> 作業指示 1:
薬局の調剤拒否についての文章によると、薬剤師の応需義務はどの法律の第何条に定められていますか。
> 作業指示 2:
薬局の調剤拒否についての文章を二文で要約してください。
> 作業指示 3:
薬局の在庫切れと調剤拒否についての文章を、最後の文の後から書き継いでください。

おはようございます。今日は文化の日で祝日ですが、てんゆ堂は診療しています。明日4日(土)も通常診療します。
さて、調剤薬局に薬の在庫がない場合、在庫がないことを理由に調剤を拒否をすることはできません。調剤業務に従事している薬剤師は、患者さんが処方箋を薬局に持ってきた時に「正当な理由」がなければ調剤拒否ができない応需義務(「薬剤師法」第21条)が課せられています。薬の在庫がないのは「正当な理由」に該当しないのです。
この場合、調剤薬局は患者さんに薬を渡す努力をしなくてはなりません。まず、処方箋の薬はどこで、どのくらいの期間手に入るか調べたり、医薬品卸メーカーに問い合わせたり、近隣の薬局に在庫がないかも確認しなければなりません。処方元の医療機関近くの調剤薬局には在庫がある可能性が高いかもしれません。
患者さんには「現在、薬局には該当の薬がない」ことを告げ、後日、薬が手に入る場合には「今すぐお渡しができないが、改めてお越しいただければお渡しすることが可能です」と伝えなければなりません。別の薬局が在庫を持っていることがわかれば、その薬局に行くことも提案しなければなりません。

> データ内容:
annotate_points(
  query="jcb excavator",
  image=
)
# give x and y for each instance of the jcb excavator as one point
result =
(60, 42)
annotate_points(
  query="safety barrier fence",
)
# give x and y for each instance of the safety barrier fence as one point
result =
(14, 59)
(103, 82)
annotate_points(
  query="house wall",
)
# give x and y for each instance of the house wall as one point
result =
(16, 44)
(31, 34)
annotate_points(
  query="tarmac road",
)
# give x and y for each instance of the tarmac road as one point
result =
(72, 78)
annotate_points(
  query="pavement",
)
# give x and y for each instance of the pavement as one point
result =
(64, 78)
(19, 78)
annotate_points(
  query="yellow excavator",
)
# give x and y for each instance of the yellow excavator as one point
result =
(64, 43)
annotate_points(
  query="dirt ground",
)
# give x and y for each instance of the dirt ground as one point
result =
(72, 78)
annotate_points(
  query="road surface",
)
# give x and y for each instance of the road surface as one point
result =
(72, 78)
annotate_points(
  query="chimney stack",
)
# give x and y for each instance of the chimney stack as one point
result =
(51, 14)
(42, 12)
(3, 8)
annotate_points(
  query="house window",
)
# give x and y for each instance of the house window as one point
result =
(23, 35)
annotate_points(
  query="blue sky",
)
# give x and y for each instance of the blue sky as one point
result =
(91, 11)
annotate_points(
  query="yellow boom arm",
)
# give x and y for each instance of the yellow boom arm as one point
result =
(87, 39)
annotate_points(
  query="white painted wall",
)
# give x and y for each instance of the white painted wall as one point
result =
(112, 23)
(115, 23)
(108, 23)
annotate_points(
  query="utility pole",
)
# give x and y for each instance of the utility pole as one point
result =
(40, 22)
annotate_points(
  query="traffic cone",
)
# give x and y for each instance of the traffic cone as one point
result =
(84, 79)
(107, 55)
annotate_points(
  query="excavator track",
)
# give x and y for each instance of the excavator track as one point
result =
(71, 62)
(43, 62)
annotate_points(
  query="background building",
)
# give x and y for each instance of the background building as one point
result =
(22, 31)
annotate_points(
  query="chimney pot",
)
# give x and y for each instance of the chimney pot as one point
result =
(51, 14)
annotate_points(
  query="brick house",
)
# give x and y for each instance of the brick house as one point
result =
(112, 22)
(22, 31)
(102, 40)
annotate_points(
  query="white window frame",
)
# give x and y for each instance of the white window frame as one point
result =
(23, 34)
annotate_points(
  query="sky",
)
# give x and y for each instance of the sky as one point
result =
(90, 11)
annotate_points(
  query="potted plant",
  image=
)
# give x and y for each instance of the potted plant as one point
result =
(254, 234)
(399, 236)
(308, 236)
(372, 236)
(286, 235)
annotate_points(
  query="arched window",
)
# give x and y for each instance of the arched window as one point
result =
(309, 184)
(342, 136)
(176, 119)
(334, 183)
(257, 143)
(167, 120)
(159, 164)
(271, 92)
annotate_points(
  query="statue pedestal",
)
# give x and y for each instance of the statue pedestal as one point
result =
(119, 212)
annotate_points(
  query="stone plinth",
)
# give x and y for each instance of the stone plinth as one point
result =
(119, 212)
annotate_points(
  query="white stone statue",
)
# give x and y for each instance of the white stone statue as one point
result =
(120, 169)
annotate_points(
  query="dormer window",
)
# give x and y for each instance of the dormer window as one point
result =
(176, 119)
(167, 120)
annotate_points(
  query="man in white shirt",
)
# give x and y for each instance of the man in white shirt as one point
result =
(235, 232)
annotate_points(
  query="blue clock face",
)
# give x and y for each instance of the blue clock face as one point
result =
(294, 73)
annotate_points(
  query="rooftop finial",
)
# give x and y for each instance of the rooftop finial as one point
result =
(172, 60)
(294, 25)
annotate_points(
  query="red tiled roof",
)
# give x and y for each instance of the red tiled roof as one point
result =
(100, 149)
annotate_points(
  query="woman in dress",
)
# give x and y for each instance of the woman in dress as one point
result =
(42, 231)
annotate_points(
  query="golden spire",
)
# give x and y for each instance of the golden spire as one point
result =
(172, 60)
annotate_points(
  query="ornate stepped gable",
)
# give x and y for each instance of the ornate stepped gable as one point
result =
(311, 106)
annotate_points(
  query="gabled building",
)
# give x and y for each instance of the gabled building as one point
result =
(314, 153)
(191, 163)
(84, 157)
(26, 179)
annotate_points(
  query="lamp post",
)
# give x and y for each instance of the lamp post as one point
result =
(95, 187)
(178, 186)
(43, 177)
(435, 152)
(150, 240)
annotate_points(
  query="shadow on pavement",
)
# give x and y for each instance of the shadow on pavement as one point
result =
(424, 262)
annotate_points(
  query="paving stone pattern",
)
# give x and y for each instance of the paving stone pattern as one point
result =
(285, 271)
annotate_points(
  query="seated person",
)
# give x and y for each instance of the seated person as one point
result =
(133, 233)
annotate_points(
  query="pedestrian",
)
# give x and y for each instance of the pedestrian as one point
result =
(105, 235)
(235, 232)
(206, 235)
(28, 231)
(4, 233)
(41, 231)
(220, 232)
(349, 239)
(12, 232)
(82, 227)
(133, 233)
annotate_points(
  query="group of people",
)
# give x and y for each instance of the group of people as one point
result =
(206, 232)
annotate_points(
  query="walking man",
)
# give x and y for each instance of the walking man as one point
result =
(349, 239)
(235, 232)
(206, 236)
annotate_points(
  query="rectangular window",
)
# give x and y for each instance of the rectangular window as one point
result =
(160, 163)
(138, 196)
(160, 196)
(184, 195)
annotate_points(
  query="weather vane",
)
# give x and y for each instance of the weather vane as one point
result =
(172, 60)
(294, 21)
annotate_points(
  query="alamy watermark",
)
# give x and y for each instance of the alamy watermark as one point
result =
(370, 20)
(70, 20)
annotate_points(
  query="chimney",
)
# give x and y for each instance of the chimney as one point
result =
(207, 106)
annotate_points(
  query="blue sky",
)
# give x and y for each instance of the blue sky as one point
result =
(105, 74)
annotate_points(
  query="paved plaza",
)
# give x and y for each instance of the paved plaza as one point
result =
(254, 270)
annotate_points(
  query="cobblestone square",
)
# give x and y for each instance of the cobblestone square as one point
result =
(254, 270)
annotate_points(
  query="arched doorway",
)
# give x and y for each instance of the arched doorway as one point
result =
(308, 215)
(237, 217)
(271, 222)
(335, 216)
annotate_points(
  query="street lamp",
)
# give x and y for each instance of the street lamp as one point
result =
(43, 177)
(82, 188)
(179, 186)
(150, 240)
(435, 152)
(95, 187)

> 作業結果 1:
薬剤師法第21条です。

> 作業結果 2:
薬の在庫がないことは「正当な理由」に当たらないため、調剤薬局は在庫切れを理由に調剤を拒否できない。薬局は薬の入手先や期間を調べ、医薬品卸メーカーや近隣の薬局に確認したうえで、患者さんに在庫がないことを告げ、後日なら渡せることを伝え、在庫のある別の薬局がわかればそこへ行くことも提案しなければならない。

> 作業結果 3:
調剤薬局で全ての薬を在庫することは現実的に不可能です。ですから患者さんの了解のもと、処方元の医療機関に同じ効果の別の薬に変更が可能かを問い合わすこともあります。ただし、処方変更は難しいケースもあります。
その理由は、医師からしてみれば医薬品の供給は薬局の仕事であり「薬がないと言われても困る」というのが率直な意見です。薬剤師会などは長年、医薬分業を訴えて来ました。ですから、医師からすれば「在庫がないのは薬剤師側の問題であり『どうしましょうか』と医師に判断を委ねるのは無責任だ」「薬局都合の疑義照会は止めて欲しい」という意見もあります。
多くの開業医は自分がよく出している薬を処方します。他の代替薬や新薬に疎い方もいます。薬剤師側も代替薬がある場合には用量・用法とともに提案することも必要でしょう。患者の手元に残薬があれば、それを使い切るまでに手配して届けるなど、患者が中断することなく服薬できるようにしなければ、真の医薬分業にはならないでしょう。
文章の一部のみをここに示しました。